● Data extracts:
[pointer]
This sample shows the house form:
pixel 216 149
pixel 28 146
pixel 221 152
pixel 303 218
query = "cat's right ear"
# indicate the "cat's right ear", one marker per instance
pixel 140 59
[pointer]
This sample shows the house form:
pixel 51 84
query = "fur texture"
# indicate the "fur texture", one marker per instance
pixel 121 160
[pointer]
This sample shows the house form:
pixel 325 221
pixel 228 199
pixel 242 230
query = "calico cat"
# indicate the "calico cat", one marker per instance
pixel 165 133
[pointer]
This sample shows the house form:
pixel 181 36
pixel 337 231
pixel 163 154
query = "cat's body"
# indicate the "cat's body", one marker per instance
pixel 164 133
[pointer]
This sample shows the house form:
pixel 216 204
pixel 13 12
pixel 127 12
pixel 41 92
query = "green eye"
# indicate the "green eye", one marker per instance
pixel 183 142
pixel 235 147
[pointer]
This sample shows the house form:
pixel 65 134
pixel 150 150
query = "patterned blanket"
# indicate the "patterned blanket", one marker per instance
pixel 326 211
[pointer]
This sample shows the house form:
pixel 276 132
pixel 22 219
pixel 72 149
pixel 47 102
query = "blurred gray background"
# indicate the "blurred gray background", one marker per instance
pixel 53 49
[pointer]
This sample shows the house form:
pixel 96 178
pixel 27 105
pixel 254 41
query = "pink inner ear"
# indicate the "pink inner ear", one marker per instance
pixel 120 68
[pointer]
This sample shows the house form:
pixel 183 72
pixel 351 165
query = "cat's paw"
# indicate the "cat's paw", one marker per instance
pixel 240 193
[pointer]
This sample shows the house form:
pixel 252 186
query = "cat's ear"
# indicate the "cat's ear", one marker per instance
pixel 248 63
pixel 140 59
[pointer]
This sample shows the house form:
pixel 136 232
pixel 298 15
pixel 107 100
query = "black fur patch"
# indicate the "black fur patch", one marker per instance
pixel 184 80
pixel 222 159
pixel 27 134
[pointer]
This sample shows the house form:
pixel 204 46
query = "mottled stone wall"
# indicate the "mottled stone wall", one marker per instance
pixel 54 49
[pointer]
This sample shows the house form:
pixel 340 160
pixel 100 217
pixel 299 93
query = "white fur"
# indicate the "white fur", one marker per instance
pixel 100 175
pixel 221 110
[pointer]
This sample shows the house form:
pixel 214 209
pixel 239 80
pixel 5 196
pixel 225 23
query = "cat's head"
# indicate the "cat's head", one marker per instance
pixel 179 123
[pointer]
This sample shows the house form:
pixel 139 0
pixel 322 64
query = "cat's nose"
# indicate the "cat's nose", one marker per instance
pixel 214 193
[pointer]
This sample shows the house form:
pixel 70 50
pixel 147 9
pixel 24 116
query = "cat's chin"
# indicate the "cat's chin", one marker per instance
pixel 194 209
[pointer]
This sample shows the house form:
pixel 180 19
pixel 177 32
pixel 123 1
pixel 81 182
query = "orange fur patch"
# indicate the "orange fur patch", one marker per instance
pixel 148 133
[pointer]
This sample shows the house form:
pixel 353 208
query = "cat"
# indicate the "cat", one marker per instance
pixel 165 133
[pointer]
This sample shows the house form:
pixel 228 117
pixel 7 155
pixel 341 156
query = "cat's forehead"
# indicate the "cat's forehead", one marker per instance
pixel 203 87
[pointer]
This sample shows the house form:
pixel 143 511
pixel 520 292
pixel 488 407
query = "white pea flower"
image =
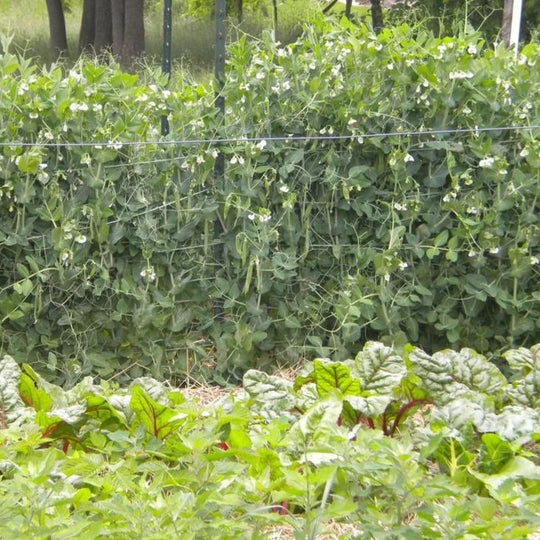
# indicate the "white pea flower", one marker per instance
pixel 486 163
pixel 66 256
pixel 460 75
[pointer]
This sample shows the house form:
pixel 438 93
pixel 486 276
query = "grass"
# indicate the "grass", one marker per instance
pixel 193 39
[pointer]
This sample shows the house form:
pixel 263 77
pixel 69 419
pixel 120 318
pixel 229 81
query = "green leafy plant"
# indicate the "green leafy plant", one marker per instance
pixel 272 457
pixel 112 263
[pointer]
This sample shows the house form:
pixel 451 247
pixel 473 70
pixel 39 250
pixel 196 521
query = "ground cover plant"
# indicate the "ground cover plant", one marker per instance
pixel 283 457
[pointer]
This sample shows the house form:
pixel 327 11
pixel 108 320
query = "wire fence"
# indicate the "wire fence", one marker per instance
pixel 272 138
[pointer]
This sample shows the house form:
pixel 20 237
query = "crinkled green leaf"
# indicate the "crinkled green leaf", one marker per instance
pixel 33 395
pixel 321 418
pixel 501 485
pixel 495 453
pixel 370 406
pixel 434 373
pixel 459 412
pixel 11 403
pixel 449 374
pixel 526 391
pixel 475 371
pixel 265 387
pixel 523 360
pixel 330 376
pixel 154 388
pixel 380 368
pixel 159 420
pixel 514 423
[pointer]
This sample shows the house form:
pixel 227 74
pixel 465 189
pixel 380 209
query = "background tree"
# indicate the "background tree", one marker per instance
pixel 376 15
pixel 57 26
pixel 133 44
pixel 113 25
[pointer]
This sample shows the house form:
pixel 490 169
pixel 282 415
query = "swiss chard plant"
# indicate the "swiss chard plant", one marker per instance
pixel 290 457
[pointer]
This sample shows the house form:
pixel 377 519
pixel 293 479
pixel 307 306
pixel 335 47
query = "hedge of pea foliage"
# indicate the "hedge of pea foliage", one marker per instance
pixel 130 259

● What is being asked: The listing above should be repeated word for word, pictures removed.

● Solution:
[pointer]
This sample shows the house form:
pixel 216 149
pixel 28 146
pixel 221 152
pixel 303 218
query = "cat's right ear"
# indicate the "cat's right ear", one marker per instance
pixel 140 59
[pointer]
This sample shows the house form:
pixel 51 84
query = "fur texture"
# indicate the "fur texture", one marker per instance
pixel 121 160
[pointer]
This sample shows the house form:
pixel 325 221
pixel 228 199
pixel 242 230
query = "calico cat"
# indicate the "calico cat", one marker per instance
pixel 165 133
[pointer]
This sample shows the house form:
pixel 181 36
pixel 337 231
pixel 163 154
query = "cat's body"
# indicate the "cat's body", one marker per instance
pixel 164 133
[pointer]
This sample shows the house form:
pixel 216 204
pixel 13 12
pixel 127 12
pixel 41 92
query = "green eye"
# indicate the "green eye", one marker per instance
pixel 183 142
pixel 235 147
[pointer]
This sample shows the house form:
pixel 65 134
pixel 150 150
query = "patterned blanket"
# indicate the "patterned blanket", one marker per instance
pixel 326 211
[pointer]
This sample shows the house form:
pixel 276 132
pixel 22 219
pixel 72 149
pixel 47 102
query = "blurred gray background"
# indicate the "blurred gray background", one marker per instance
pixel 53 49
[pointer]
This sample shows the house form:
pixel 96 178
pixel 27 105
pixel 254 41
query = "pink inner ear"
# indicate the "pink inner ear", one marker per instance
pixel 120 68
[pointer]
This sample shows the house form:
pixel 183 72
pixel 351 165
query = "cat's paw"
# indicate the "cat's paw", one marker per instance
pixel 240 193
[pointer]
This sample shows the house form:
pixel 252 186
query = "cat's ear"
# indicate the "cat's ear", one marker per instance
pixel 248 63
pixel 140 59
[pointer]
This sample shows the house form:
pixel 136 232
pixel 298 15
pixel 107 100
query = "black fur patch"
# indicate the "black fur patch", one marker per instance
pixel 184 80
pixel 222 159
pixel 27 134
[pointer]
This sample shows the house form:
pixel 204 46
query = "mottled stone wall"
# indicate the "mottled stone wall", one marker per instance
pixel 54 49
[pointer]
This sample shows the house form:
pixel 340 160
pixel 100 217
pixel 299 93
query = "white fur"
# indicate the "white fur", one marker per instance
pixel 100 175
pixel 221 110
[pointer]
This sample shows the house form:
pixel 214 209
pixel 239 80
pixel 5 196
pixel 225 23
query = "cat's head"
# indicate the "cat's head", one marker per instance
pixel 179 123
[pointer]
This sample shows the house form:
pixel 139 0
pixel 322 64
query = "cat's nose"
# indicate the "cat's nose", one marker per instance
pixel 214 193
[pointer]
This sample shows the house form:
pixel 70 50
pixel 147 9
pixel 24 116
query = "cat's chin"
# indicate the "cat's chin", one marker per instance
pixel 194 209
[pointer]
This sample shows the house form:
pixel 180 19
pixel 177 32
pixel 123 1
pixel 81 182
query = "orange fur patch"
# indicate the "orange fur patch", one marker per instance
pixel 148 133
[pointer]
This sample shows the house form:
pixel 353 208
query = "cat"
# indicate the "cat", one marker per instance
pixel 165 133
[pointer]
This sample shows the house form:
pixel 228 117
pixel 7 155
pixel 341 156
query = "cat's forehead"
# indicate the "cat's forehead", one marker per instance
pixel 203 87
[pointer]
This sample shows the house form:
pixel 143 511
pixel 520 292
pixel 488 407
query = "white pea flower"
image =
# indicate the "white pea flower", one marker per instance
pixel 486 163
pixel 66 256
pixel 460 75
[pointer]
This sample shows the house form:
pixel 438 93
pixel 486 276
query = "grass"
# indicate the "grass", one marker per instance
pixel 193 39
[pointer]
This sample shows the house form:
pixel 263 77
pixel 69 419
pixel 120 318
pixel 229 81
query = "green leafy plant"
# indicate the "green leafy plant", one marker per instance
pixel 272 457
pixel 112 263
[pointer]
This sample shows the house form:
pixel 451 247
pixel 473 70
pixel 39 250
pixel 196 521
query = "ground cover plant"
# indicate the "ground cover plant", one marker per instance
pixel 283 457
[pointer]
This sample shows the house form:
pixel 327 11
pixel 108 320
query = "wire fence"
# indicate the "wire fence", one marker per instance
pixel 272 138
[pointer]
This sample shows the house form:
pixel 20 237
query = "crinkled green leaf"
# indicate the "crinkled green leaf", one marker per instance
pixel 33 395
pixel 321 418
pixel 501 485
pixel 495 453
pixel 370 406
pixel 434 373
pixel 459 412
pixel 11 403
pixel 449 374
pixel 526 391
pixel 475 371
pixel 265 387
pixel 523 360
pixel 330 376
pixel 154 388
pixel 380 368
pixel 159 420
pixel 514 423
[pointer]
This sample shows the house form:
pixel 227 74
pixel 465 189
pixel 380 209
query = "background tree"
# indicate the "background tree", one marker per instance
pixel 376 15
pixel 57 26
pixel 133 44
pixel 113 25
[pointer]
This sample shows the house form:
pixel 490 169
pixel 282 415
query = "swiss chard plant"
# indicate the "swiss chard plant", one marker per instance
pixel 290 457
[pointer]
This sample shows the house form:
pixel 377 519
pixel 293 479
pixel 307 306
pixel 335 47
query = "hedge of pea foliage"
# indicate the "hedge of pea foliage", one marker per instance
pixel 130 259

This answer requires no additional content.